## CHALLENGE
Reproduce each of the entries below word for word, without changing anything.

··· SOURCE RECORDS ···

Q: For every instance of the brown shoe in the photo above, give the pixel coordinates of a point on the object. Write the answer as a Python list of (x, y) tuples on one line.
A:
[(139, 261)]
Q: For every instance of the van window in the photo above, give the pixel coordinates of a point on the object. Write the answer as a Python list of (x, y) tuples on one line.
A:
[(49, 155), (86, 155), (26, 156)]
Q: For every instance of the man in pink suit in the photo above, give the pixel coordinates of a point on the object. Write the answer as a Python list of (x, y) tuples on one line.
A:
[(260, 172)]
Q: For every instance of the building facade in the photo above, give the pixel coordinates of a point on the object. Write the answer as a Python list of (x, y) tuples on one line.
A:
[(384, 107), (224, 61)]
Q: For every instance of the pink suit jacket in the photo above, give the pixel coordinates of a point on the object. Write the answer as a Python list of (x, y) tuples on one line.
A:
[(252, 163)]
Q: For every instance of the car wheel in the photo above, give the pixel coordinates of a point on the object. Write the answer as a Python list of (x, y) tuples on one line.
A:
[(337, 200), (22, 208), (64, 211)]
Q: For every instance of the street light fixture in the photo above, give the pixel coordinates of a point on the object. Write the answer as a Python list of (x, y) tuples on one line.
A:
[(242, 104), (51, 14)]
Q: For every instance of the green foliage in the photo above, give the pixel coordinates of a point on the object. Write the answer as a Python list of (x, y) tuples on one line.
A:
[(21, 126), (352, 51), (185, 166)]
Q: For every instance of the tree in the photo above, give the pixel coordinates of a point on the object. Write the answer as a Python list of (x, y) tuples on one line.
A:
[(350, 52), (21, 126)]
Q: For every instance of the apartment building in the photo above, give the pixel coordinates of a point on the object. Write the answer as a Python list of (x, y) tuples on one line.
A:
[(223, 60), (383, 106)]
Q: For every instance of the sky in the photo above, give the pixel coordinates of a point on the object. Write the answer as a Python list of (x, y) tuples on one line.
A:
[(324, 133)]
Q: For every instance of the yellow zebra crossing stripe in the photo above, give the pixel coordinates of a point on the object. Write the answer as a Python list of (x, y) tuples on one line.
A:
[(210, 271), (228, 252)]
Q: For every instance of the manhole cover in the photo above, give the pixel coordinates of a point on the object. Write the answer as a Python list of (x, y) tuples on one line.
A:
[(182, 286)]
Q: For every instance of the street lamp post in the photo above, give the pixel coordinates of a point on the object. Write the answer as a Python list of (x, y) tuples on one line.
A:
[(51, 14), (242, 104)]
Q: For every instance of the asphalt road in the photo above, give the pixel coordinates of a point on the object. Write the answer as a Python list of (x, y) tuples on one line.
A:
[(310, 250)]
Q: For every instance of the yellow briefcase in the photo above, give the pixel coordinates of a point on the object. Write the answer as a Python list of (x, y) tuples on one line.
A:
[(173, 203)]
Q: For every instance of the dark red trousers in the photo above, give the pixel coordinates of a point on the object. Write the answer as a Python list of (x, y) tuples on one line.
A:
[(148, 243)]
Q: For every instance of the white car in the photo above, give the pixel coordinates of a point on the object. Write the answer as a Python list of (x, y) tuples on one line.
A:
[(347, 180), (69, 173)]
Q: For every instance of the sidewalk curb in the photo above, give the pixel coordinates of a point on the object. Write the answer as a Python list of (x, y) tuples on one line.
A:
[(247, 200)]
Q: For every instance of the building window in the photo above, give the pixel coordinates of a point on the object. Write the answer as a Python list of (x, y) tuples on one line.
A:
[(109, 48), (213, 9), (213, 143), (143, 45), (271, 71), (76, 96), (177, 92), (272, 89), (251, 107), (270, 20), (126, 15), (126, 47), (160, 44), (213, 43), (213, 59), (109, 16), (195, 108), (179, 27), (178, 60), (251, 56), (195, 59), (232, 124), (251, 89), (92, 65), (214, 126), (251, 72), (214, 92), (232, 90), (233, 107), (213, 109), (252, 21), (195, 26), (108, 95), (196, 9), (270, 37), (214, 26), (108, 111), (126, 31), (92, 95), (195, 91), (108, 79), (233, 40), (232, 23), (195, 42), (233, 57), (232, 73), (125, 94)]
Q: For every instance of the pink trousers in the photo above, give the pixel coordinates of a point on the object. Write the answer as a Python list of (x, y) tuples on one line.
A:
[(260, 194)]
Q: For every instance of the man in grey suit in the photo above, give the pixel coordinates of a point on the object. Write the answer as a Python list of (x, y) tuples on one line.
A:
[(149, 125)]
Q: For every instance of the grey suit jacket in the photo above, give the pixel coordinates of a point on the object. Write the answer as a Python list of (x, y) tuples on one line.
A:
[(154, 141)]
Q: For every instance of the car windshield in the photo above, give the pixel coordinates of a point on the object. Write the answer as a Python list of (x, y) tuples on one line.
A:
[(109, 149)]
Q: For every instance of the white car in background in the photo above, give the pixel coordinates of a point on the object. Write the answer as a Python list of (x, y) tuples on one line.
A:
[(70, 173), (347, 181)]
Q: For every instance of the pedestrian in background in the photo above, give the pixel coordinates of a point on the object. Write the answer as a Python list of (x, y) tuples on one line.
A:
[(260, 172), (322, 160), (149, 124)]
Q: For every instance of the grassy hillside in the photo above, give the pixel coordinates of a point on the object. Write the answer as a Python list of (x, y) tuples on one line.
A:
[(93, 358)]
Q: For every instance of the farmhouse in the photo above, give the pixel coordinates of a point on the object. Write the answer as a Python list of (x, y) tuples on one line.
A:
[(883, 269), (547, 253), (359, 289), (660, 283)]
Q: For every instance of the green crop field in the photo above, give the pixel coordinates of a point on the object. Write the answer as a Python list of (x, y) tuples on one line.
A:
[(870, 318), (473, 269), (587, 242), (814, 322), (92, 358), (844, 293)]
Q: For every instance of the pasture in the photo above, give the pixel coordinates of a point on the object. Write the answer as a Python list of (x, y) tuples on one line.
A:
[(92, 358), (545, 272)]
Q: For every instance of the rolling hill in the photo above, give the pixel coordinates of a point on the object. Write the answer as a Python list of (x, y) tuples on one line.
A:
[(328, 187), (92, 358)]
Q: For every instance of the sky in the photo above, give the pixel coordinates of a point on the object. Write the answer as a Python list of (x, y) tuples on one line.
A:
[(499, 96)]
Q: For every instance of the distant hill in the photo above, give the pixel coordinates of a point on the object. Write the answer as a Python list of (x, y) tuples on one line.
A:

···

## THE ANSWER
Q: For every instance of the brown shoe in the photo above, give the pixel coordinates of a point on the object. Write the answer as a Python list of (x, y) tuples on one line.
A:
[(139, 261)]
Q: For every instance of the van window in the photo above, give the pixel coordinates of a point on the object. Write the answer as a Python list of (x, y) tuples on one line.
A:
[(49, 155), (86, 155), (26, 156)]
Q: For every instance of the man in pink suit in the photo above, give the pixel coordinates of a point on the object. Write the answer as a Python list of (x, y) tuples on one line.
A:
[(260, 172)]
Q: For every instance of the building facade in the photo above, give the pixel coordinates of a point on the object. Write the answer as a Python list of (x, y) tuples on one line.
A:
[(384, 107), (224, 61)]
Q: For every instance of the pink suit jacket in the photo above, give the pixel coordinates of a point on the object. Write the answer as a Python list of (x, y) tuples on one line.
A:
[(252, 163)]
Q: For every instance of the car wheel in the photo above, give the pixel coordinates of a point on the object. Write the answer as a Python list of (x, y) tuples on one line.
A:
[(337, 200), (22, 208), (64, 211)]
Q: For every instance of the street light fixture in the photo above, give the pixel coordinates of a point on the object. Write the answer as a Python list of (x, y) tuples on one line.
A:
[(242, 104), (51, 14)]
Q: For every instance of the green foliage in the photo above, give the pixel coordinates of a point on the object. Write the answer as a Python list of (x, y) tuples on one line.
A:
[(21, 126), (352, 51), (185, 166)]
Q: For every instance of the tree in the photo above, give the pixel coordinates of a point on the object. Write the answer as a Python list of (x, y) tuples on one line.
A:
[(350, 52), (21, 126)]
Q: For every instance of the apartment building in the photo above, give the pixel coordinates of a point on the object. Write the answer as a Python list of (x, y) tuples on one line.
A:
[(223, 60), (383, 106)]
Q: For every instance of the sky in the photo above, give the pixel coordinates of a point on the object. Write the answer as a Python list of (x, y) tuples on one line.
A:
[(324, 133)]
Q: For every instance of the yellow zebra crossing stripe in the photo above, give the pixel coordinates of a point on the object. Write the answer as a Python list of (x, y) tuples on one line.
A:
[(210, 271), (228, 252)]
Q: For every instance of the manhole cover in the photo above, give the pixel coordinates of a point on the object. Write the answer as a Python list of (x, y) tuples on one line.
A:
[(182, 286)]
Q: For every instance of the street lamp post in the photo above, give the pixel coordinates of a point on the object. Write the answer as a Python list of (x, y) tuples on one line.
A:
[(51, 14), (242, 104)]
Q: For every instance of the asphalt road in the photo above, give the pixel coordinates of a point on the object. Write the answer as a Python list of (x, y) tuples on one line.
A:
[(310, 250)]
Q: For every instance of the yellow briefcase in the photo above, give the pixel coordinates of a point on the object. Write the answer as a Python list of (x, y) tuples on one line.
A:
[(173, 203)]
Q: For every instance of the dark red trousers in the photo above, give the pixel coordinates of a point on the object. Write the answer as a Python list of (x, y) tuples on one line.
A:
[(148, 243)]
Q: For every instance of the white car in the photo above, give the pixel coordinates of a point on the object. Write the answer as a Python list of (x, y) tuples on one line.
A:
[(347, 180), (69, 173)]
Q: For every instance of the sidewalk curb in the photo above, give the pixel coordinates of a point on the object. Write the answer as a Python list of (x, y) tuples on one line.
A:
[(247, 200)]
Q: For every instance of the building window in the photo above, give the pixel coordinates of a point on the object. Write the answer as a Python list of (x, y) tuples on one line.
A:
[(109, 48), (213, 9), (213, 143), (143, 45), (271, 71), (76, 96), (177, 92), (272, 89), (251, 107), (270, 20), (126, 15), (126, 47), (160, 44), (213, 43), (213, 59), (109, 16), (195, 108), (179, 27), (178, 60), (251, 56), (195, 59), (232, 124), (251, 89), (92, 65), (214, 126), (251, 72), (214, 92), (232, 90), (233, 107), (213, 109), (252, 21), (195, 26), (108, 95), (196, 9), (270, 37), (214, 26), (108, 111), (126, 31), (92, 95), (195, 91), (108, 79), (233, 40), (232, 23), (195, 42), (233, 57), (232, 73), (125, 94)]
Q: For every instance of the pink trousers in the photo above, give the pixel coordinates of a point on the object. Write the answer as a Python list of (x, y) tuples on one line.
A:
[(260, 194)]
Q: For every instance of the man in grey suit in the photo above, give the pixel coordinates of a point on the object. Write the answer as a Python list of (x, y) tuples on one line.
A:
[(149, 125)]
Q: For every instance of the grey suit jacket in the photo above, give the pixel coordinates of a point on the object. Write the answer as a Python list of (x, y) tuples on one line.
A:
[(154, 141)]
Q: For every instance of the car windshield in the photo above, give the pixel coordinates of a point on the object. Write the answer as a Python list of (x, y) tuples on one line.
A:
[(109, 149)]
Q: For every instance of the white car in background in the photo above, give the pixel coordinates of a point on the object. Write the answer as a Python list of (x, y) tuples on one line.
A:
[(70, 173), (347, 181)]
Q: For every instance of the pedestrian in background in the photo above, give the pixel coordinates of a point on the object. Write the answer as a Python list of (x, y) tuples on one line.
A:
[(260, 172), (322, 160), (149, 124)]
Q: For every instance of the grassy hillside in the photo above, give the pixel coordinates of a point on the object. Write the answer as a Python list of (x, y) tuples on one line.
A:
[(93, 358)]
Q: For every instance of the farmhouse in the photo above, give the pixel coordinates of a point on the object. Write the answer as a Python list of (x, y) tuples on one line.
A:
[(883, 269), (547, 253), (359, 289), (660, 283)]
Q: For every instance of the green crop field in the photo above, give the pixel coordinates of a point on the object. Write the answer as a Python list of (x, y) tuples on one line.
A:
[(870, 318), (473, 269), (587, 242), (814, 322), (92, 358), (844, 293)]
Q: For every instance of the pasture in the photo above, give the pixel coordinates of a point on the object. Write the answer as a Python list of (x, y) tuples on one line.
A:
[(92, 358), (545, 272)]
Q: For every instance of the rolling hill in the photo above, give the pixel coordinates of a point on the object. Write the answer as a Python list of (x, y) tuples on one line.
A:
[(328, 187), (92, 358)]
Q: For every instance of the sky in the photo above, give the pixel coordinates of a point on the object. Write the answer as a Python list of (x, y) tuples on one line.
A:
[(499, 96)]
Q: For every instance of the distant hill in the photo above, give the pixel coordinates of a point on the object. Write the answer as a Python list of (x, y) tuples on one line.
A:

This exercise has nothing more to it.